_SELECTED PASSAGE_

Page 10 of 28
Re: GPU server status 171.67.108.21, 171.64.65.71,171.67.108.26
Posted: Mon Feb 15, 2010 5:32 pm
by seanego
Tobit wrote:Nathan_P wrote:Yes i'd like to know as well, are we going to have to refold all those wu or is there a way to force the upload, i have about a dozen that the server says it has already received
Unfortunately, there is nothing left to force. When the client receives the message that the server has already received the work unit, the slot in queue.dat the work was assigned to is "emptied". Some of us still have some wuresults.dat files. However, this problem had gone on for so long, many of mine were over written several times with newer work. The clients have only so many slots and once the slot is cleared, there is no way to send any lingering work files back to Stanford.
And what about "Server does not have record of this unit" problem? Do these WU have any chance to be uploaded?
Re: GPU server status 171.67.108.21, 171.64.65.71,171.67.108.26
Posted: Mon Feb 15, 2010 5:36 pm
by bollix47
VijayPande wrote:Note that, as far as we can tell so far, this is only an issue for people with multiple GPUs in the same box. If you're seeing it in some other case, please let us know.
Not true. I have 3 computers with only 1 GPU each and they all have result files that did not upload due to "Server has already received unit"

[Records from a data collection]

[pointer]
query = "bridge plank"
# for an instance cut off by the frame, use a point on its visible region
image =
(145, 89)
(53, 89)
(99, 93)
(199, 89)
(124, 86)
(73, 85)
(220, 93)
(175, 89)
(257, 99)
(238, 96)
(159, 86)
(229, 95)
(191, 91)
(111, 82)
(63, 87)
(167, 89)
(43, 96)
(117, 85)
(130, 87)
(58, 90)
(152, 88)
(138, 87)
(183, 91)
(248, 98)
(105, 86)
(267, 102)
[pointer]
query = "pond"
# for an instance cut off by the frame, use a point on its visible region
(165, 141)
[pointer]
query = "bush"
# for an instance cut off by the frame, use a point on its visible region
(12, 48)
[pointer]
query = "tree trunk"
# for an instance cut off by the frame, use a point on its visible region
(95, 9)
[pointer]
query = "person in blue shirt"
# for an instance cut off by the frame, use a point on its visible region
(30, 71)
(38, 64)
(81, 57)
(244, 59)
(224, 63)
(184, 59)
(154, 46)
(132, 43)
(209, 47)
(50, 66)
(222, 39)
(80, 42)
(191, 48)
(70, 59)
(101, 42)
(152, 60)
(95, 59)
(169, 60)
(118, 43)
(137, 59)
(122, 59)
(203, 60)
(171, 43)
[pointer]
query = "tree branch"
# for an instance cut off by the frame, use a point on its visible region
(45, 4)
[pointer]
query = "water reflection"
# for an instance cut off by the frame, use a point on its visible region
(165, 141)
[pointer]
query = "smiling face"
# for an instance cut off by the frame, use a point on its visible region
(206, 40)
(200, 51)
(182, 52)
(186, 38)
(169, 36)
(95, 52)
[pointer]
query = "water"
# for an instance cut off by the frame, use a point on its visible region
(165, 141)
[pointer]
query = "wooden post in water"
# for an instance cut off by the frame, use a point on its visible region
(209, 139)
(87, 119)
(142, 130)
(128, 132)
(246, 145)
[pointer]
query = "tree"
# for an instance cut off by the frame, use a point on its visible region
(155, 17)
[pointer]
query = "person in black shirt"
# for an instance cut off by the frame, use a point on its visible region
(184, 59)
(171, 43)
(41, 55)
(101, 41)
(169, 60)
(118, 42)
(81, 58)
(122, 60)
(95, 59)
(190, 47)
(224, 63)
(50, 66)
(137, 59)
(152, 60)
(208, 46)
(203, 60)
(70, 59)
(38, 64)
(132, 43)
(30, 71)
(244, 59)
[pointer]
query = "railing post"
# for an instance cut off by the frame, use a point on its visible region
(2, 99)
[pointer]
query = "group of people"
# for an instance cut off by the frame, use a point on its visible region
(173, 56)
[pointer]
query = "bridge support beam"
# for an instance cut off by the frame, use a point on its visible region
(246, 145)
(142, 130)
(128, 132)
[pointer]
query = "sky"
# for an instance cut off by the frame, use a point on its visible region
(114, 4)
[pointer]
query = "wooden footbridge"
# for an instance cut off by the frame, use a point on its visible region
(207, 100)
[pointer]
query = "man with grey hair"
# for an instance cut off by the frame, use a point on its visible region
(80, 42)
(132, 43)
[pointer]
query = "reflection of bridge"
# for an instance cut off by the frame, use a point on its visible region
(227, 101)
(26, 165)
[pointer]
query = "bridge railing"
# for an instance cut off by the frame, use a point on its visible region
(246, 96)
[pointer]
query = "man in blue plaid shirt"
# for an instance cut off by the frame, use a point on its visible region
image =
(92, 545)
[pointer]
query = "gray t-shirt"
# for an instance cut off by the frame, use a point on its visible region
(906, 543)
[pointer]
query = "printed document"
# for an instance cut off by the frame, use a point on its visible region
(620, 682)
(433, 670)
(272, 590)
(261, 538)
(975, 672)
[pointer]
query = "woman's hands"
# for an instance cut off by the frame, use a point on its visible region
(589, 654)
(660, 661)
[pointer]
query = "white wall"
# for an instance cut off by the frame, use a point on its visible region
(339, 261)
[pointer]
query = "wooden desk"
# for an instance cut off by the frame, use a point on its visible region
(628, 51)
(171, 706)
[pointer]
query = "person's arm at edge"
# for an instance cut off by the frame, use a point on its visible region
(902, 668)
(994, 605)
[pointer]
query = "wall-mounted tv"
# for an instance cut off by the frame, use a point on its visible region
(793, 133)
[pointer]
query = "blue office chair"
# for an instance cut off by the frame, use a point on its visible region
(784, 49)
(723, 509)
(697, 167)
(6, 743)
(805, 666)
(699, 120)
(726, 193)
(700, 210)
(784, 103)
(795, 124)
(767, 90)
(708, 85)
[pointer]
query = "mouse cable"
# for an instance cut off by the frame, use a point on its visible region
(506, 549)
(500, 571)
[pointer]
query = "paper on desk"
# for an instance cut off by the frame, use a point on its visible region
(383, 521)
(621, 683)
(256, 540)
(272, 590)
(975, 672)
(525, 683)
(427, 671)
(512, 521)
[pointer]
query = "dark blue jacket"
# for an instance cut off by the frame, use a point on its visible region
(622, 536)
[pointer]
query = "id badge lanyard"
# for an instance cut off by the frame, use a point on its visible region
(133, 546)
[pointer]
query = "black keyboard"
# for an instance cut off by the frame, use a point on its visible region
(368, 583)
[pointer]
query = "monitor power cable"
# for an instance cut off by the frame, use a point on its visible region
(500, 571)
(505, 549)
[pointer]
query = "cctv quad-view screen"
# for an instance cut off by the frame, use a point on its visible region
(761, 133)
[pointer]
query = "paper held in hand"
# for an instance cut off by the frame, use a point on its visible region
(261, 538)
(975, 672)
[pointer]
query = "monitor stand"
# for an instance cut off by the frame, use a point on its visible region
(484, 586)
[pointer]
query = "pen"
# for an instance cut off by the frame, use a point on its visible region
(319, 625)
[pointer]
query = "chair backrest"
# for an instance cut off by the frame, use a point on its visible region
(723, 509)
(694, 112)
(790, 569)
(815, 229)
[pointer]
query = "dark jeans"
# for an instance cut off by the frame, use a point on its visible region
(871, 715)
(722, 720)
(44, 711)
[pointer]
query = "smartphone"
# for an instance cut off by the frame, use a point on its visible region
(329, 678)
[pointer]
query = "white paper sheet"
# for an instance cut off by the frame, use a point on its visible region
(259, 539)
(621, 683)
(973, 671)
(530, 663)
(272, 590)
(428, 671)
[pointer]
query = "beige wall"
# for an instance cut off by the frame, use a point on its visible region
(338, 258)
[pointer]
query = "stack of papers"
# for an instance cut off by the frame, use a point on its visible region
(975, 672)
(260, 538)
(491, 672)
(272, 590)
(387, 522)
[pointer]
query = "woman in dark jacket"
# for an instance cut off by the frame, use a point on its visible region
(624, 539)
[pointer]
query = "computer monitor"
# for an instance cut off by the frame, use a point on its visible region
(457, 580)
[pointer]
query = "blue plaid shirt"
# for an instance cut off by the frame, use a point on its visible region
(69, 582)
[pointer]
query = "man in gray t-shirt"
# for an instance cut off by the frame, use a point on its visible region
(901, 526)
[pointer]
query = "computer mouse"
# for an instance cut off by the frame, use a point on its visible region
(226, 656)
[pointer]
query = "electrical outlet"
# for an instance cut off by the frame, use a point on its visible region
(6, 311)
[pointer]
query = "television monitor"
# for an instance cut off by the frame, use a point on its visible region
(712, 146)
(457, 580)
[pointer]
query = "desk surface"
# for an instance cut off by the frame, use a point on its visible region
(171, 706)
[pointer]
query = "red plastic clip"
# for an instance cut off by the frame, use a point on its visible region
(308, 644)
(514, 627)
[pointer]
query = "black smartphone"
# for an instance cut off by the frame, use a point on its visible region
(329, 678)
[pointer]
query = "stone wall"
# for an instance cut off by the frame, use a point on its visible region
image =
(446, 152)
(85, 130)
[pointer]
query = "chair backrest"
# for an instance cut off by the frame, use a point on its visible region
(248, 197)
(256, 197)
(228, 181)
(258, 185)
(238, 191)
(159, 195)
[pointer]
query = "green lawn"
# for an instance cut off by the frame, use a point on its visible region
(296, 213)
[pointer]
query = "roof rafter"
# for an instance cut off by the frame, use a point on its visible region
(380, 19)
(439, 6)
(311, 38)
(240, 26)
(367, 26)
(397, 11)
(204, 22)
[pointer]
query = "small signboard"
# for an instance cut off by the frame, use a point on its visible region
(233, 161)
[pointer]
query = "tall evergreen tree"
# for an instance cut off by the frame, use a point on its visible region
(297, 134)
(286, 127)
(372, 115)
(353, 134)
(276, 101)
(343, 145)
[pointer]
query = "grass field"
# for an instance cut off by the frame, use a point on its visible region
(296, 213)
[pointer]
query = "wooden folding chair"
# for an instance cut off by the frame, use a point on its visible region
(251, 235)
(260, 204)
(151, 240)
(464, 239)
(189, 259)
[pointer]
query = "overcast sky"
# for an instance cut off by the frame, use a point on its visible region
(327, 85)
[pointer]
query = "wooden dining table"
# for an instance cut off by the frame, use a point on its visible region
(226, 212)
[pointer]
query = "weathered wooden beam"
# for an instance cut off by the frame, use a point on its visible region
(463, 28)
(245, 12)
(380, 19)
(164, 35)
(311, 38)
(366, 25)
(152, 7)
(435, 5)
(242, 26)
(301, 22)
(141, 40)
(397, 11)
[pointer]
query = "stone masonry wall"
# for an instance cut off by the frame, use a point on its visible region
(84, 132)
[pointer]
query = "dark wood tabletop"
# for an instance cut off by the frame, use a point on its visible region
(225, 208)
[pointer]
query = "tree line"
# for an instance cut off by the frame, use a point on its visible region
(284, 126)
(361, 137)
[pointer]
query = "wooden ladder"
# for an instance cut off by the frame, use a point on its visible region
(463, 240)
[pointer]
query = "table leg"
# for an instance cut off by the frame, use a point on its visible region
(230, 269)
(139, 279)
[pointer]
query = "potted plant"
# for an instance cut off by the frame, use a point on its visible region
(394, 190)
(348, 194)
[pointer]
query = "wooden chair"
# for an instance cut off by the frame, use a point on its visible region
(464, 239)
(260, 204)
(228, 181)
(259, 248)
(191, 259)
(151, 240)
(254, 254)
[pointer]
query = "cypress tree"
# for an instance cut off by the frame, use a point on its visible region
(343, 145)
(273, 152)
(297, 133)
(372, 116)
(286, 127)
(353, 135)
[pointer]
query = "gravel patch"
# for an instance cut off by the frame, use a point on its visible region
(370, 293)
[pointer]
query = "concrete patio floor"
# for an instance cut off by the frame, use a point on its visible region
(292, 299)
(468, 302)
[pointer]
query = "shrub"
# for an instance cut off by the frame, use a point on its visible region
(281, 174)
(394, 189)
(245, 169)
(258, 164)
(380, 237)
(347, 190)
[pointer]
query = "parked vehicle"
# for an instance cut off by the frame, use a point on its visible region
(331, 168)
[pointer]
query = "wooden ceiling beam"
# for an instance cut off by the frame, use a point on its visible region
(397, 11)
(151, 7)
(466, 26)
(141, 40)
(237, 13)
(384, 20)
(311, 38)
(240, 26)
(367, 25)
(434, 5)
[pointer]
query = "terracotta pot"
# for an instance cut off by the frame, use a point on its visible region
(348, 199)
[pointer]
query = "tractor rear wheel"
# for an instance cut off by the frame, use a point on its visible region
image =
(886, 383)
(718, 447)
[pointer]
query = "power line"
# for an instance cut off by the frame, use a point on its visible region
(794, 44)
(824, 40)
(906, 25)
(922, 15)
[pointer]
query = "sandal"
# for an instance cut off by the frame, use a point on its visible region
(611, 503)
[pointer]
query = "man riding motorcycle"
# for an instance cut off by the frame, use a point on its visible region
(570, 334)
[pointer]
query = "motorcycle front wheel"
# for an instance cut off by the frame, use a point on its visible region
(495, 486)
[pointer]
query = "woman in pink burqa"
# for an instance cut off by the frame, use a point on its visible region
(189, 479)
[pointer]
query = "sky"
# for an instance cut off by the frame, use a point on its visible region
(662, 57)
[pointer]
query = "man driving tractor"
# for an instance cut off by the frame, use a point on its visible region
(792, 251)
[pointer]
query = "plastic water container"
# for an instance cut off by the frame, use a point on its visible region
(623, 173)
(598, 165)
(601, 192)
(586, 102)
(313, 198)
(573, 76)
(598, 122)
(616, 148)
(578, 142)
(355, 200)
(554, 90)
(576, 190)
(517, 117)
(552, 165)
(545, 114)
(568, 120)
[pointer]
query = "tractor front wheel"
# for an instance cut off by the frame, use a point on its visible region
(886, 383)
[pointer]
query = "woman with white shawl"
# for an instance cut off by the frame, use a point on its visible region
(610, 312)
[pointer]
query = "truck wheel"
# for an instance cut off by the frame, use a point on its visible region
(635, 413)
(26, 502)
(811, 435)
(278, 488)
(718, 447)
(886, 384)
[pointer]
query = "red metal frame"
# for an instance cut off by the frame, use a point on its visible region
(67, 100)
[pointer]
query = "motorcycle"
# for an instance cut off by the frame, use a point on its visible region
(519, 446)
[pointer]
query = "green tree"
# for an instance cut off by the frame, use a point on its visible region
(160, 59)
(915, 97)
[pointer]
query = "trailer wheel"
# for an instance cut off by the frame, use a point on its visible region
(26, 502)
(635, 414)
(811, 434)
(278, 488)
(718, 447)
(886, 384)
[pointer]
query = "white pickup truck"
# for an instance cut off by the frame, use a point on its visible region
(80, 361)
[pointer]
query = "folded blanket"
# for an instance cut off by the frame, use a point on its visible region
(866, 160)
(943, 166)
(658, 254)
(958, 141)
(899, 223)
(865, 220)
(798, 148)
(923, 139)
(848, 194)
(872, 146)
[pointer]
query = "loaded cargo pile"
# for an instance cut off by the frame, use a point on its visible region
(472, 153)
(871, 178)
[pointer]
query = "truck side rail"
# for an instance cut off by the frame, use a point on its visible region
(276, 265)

_TO DO_
(A) Write out the part of the forum thread about GPU server status starting at "And what about" and ending at "let us know.", word for word.
(B) Extend the forum thread about GPU server status beyond its last post.
None of this material is needed.

_RESULTS FOR THE EXERCISE_
(A)
And what about "Server does not have record of this unit" problem? Do these WU have any chance to be uploaded?
Re: GPU server status 171.67.108.21, 171.64.65.71,171.67.108.26
Posted: Mon Feb 15, 2010 5:36 pm
by bollix47
VijayPande wrote:Note that, as far as we can tell so far, this is only an issue for people with multiple GPUs in the same box. If you're seeing it in some other case, please let us know.

(B)
Re: GPU server status 171.67.108.21, 171.64.65.71,171.67.108.26
Posted: Mon Feb 15, 2010 5:36 pm
by PantherX
After around 50 attempts and couple of restarts, i finally got w WU (P10105) from 171.64.65.71 so i hope this is the last bug in the system.
Re: GPU server status 171.67.108.21, 171.64.65.71,171.67.108.26
Posted: Mon Feb 15, 2010 5:40 pm
by Nathan_P
VijayPande wrote:Nathan_P wrote:chriskwarren wrote:Thanks Dr. Pande. Can you confirm that the "Server has already received unit" problem means that our WUs were accepted by the server and not wasted? From our end it looks like the server rejects our work, and our WU gets wasted.
Yes i'd like to know as well, are we going to have to refold all those wu or is there a way to force the upload, i have about a dozen that the server says it has already received
It depends on the nature of the WS bug that's causing this, but I'm worried that these won't go back. I've escalated this bug to the highest level on our bug tracker and Joe's on it. I'll post more when we know more.
Note that, as far as we can tell so far, this is only an issue for people with multiple GPUs in the same box. If you're seeing it in some other case, please let us know.
It happened on my single gpu box as well
Re: GPU server status 171.67.108.21, 171.64.65.71,171.67.108.26
Posted: Mon Feb 15, 2010 5:41 pm
by DrSpalding
bollix47 wrote:VijayPande wrote:Note that, as far as we can tell so far, this is only an issue for people with multiple GPUs in the same box. If you're seeing it in some other case, please let us know.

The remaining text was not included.